Problem to work on:
Reproduce every one of the rows below word for word, keeping their order.
* * * * * * *
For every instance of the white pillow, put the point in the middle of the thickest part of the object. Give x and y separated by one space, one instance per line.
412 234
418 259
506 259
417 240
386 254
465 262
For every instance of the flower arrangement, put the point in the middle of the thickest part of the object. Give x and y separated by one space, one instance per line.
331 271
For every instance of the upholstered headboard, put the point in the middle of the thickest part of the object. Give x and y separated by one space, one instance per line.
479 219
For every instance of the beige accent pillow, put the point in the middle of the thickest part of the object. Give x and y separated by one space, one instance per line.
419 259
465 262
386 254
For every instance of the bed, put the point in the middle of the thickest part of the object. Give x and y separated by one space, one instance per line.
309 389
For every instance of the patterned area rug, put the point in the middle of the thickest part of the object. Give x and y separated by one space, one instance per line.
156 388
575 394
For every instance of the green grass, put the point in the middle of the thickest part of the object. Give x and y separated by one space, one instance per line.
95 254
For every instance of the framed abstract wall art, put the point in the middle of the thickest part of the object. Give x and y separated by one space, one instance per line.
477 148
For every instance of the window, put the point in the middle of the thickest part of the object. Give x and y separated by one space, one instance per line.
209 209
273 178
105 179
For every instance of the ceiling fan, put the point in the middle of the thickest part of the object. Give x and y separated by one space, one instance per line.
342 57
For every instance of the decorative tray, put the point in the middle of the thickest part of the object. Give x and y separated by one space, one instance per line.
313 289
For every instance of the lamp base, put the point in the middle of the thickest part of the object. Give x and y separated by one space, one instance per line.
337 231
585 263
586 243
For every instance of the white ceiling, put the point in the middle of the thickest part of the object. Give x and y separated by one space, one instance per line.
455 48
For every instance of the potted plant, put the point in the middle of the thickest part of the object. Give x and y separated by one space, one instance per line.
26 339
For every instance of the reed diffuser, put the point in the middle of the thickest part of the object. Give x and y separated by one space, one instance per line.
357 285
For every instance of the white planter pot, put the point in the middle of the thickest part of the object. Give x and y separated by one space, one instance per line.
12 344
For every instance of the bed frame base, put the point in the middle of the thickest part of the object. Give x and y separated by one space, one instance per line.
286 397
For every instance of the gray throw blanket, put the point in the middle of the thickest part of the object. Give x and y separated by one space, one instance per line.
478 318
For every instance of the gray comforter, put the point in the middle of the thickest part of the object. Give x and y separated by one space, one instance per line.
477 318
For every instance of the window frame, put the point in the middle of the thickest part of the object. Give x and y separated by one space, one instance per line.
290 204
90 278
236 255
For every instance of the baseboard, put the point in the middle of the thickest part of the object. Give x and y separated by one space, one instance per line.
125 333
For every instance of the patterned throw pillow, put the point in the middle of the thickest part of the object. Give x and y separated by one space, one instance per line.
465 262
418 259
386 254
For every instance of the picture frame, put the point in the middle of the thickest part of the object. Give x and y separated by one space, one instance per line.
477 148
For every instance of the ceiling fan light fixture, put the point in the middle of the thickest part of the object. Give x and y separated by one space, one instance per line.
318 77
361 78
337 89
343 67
* * * * * * *
Task result:
For every instance of the white pillow, put the point in the middle of the thickest part of the object. Give x and y separated by one space, one instance per line.
412 234
418 259
506 259
417 240
386 254
465 262
For every instance of the flower arrangement, put the point in the middle of the thickest part of the object. Give x and y separated by one space, one instance per line.
331 271
For every instance of the upholstered headboard, put the point in the middle of the thickest part of the object. Give x and y separated by one space, one instance per line.
479 219
For every instance of the beige accent pillow, put the point in the middle of the thickest part of the object. Give x and y separated by one space, one instance per line.
419 259
465 262
386 254
For every instance of the bed, put the point in the middle of the thickest part of the object. Give x and y separated by one space, one instance per line.
309 389
For every instance of the patterned area rug, put the point in the middle of the thickest part of the object. Give x and y separated by one space, one instance per line.
156 388
575 394
For every instance of the green grass, put the point in the middle of the thickest part of the object. Give x and y separated by one space, one instance per line.
95 254
For every instance of the framed abstract wall art, put the point in the middle of the thickest part of the object. Give x and y separated by one space, one instance per line.
477 148
For every instance of the window, put the point in the middle of the thickest part of the object. Give x and y separated by one space, one instance per line.
209 209
273 178
105 179
For every instance of the ceiling fan, put the point in the middle of the thickest part of the object. Give x and y separated by one space, one instance per line.
342 57
For every instance of the decorative tray, put the point in the middle of the thickest part of the object. Give x and y separated by one space, one instance per line.
313 289
For every instance of the lamp base, put the point in the middle of the thickest part of the object. Give x and y separated by one space, one instance per line.
337 231
585 263
586 243
For every instance of the white ceiling, put the point in the middle of the thickest part of the object. Give x and y separated by one space, one instance per line.
455 48
For every instance of the potted plant, put the point in the middle of the thickest part of the object. Give x and y separated by one space, one instance per line.
26 339
For every instance of the reed diffuser, put the point in the middle of the thickest part of the object. Give x and y separated by one space, one instance per line.
357 285
For every instance of the white planter pot, put the point in the middle of the thickest part of the object. Give x and y separated by one space, one instance per line.
12 344
For every instance of the bed frame base, put the point in the middle of the thickest part of the object. Give x and y separated by one space, one instance per line.
286 397
For every instance of the gray throw blanket, put the point in the middle of the thickest part of the object. Give x and y separated by one space, one instance per line.
478 318
For every instance of the gray comforter, put the point in the middle of the thickest part of the object. Give x and y separated by one space, one instance per line.
477 318
For every instance of the window frame, put the point in the middle of the thickest part of the object. Give x and y separated by one space, one instance per line.
290 204
90 278
236 255
For every instance of the baseboard, put the point in the middle of the thickest part of the object. Give x and y separated by one space, one instance per line.
125 333
For every instance of the patterned throw pillow, put the point in the middle of the thickest part of the object. Give x and y separated by one space, one instance per line.
465 262
418 259
386 254
For every instance of the picture frame, put the point in the middle of the thickest part of the object. Give x and y separated by one space, one instance per line.
477 148
For every instance of the ceiling fan light fixture, put the point in the middle of the thickest part of the object. Give x and y separated by one space, one instance per line.
318 77
361 78
337 89
343 67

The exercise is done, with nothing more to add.